• **Compiti da svolgere**:
(1) Riscrivi la parte del brano sul partenariato pubblico-privato che comincia con "La società ha" e finisce con "alla modifica contrattuale.", mettendo "impresa" al posto di "società".
(2) Nel brano sul partenariato pubblico-privato, quale ente il segnalante lamenta che non sia stato coinvolto?

• **Brano fornito**:
::::::

La società ha in seguito effettuato una proposta di potenziamento del partenariato consistente nell’acquisto dell’ex scuola e dei terreni limitrofi. Il comune l’ha approvata con deliberazione consiliare, in cui si dà atto degli interventi prospettati dalla società in ordine al P.P.P. e si approva la proposta progettuale e lo studio di fattibilità della s.r.l., poi posti alla base della procedura ad evidenza pubblica per l’alienazione. Inoltre, ha concesso il nulla osta e il proprio assenso alla modifica contrattuale.
Il segnalante ha ravvisato che la procedura di aggiudicazione non è stata preceduta dall’inclusione del progetto negli strumenti di programmazione e ha sottolineato il mancato coinvolgimento della Soprintendenza dei Beni Culturali. Sulla successiva vendita di immobili l’esponente ha evidenziato che non costituisce l’esito di una revisione del piano economico-finanziario dell’ente ma una illegittima modifica dell’affidamento ad esclusivo beneficio del promotore privato.
Nella seconda segnalazione, si contesta che alla procedura di vendita abbia partecipato soltanto la società in questione e che inoltre sarebbe venuto meno il presupposto che legittima il partenariato pubblico-privato, ossia l’allocazione dei rischi in capo all’operatore economico; più in generale, non sarebbe possibile rinvenire alcuna corrispondenza tra il contratto di partenariato in esame e le indicazioni fornite dall’ANAC nelle linee guida n. 9 in tema di “Monitoraggio delle amministrazioni aggiudicatrici sull’attività dell’operatore economico nei contratti di partenariato pubblico privato”.

::::::

• **Informazioni fornite**:
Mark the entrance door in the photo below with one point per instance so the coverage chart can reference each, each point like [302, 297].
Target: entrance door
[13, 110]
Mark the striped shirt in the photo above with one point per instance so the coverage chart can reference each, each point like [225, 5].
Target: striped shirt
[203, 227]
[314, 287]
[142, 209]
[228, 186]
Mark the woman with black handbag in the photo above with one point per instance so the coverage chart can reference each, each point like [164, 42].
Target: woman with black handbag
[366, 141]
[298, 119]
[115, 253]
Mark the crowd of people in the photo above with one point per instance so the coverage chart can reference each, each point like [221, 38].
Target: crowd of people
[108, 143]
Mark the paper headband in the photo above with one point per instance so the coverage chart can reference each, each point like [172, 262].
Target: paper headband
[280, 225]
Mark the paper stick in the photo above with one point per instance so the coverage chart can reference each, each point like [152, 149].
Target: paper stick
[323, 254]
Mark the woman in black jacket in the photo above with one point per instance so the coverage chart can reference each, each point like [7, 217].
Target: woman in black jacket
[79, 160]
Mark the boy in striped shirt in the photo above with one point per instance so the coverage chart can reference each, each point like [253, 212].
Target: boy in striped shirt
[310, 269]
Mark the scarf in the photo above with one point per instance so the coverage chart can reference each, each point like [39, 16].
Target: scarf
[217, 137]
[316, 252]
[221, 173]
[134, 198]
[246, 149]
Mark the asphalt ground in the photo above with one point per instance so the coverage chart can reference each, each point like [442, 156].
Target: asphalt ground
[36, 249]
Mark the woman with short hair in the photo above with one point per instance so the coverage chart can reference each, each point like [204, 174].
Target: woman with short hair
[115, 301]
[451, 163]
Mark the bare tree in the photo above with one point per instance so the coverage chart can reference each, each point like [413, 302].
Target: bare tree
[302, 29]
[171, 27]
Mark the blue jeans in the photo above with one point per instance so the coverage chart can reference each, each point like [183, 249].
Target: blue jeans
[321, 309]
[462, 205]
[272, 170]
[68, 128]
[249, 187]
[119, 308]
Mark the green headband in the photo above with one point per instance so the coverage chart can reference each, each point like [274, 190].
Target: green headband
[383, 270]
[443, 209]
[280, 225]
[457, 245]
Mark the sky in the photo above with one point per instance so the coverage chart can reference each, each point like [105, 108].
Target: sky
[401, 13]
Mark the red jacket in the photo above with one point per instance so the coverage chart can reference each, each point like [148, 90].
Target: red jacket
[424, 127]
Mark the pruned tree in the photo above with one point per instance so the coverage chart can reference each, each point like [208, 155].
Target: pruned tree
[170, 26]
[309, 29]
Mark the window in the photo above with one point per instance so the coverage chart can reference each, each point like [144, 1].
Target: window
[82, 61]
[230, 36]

::::::

• **Risposte scritte**:
(1)
La impresa ha in seguito effettuato una proposta di potenziamento del partenariato consistente nell’acquisto dell’ex scuola e dei terreni limitrofi. Il comune l’ha approvata con deliberazione consiliare, in cui si dà atto degli interventi prospettati dalla impresa in ordine al P.P.P. e si approva la proposta progettuale e lo studio di fattibilità della s.r.l., poi posti alla base della procedura ad evidenza pubblica per l’alienazione. Inoltre, ha concesso il nulla osta e il proprio assenso alla modifica contrattuale.

(2) La Soprintendenza dei Beni Culturali.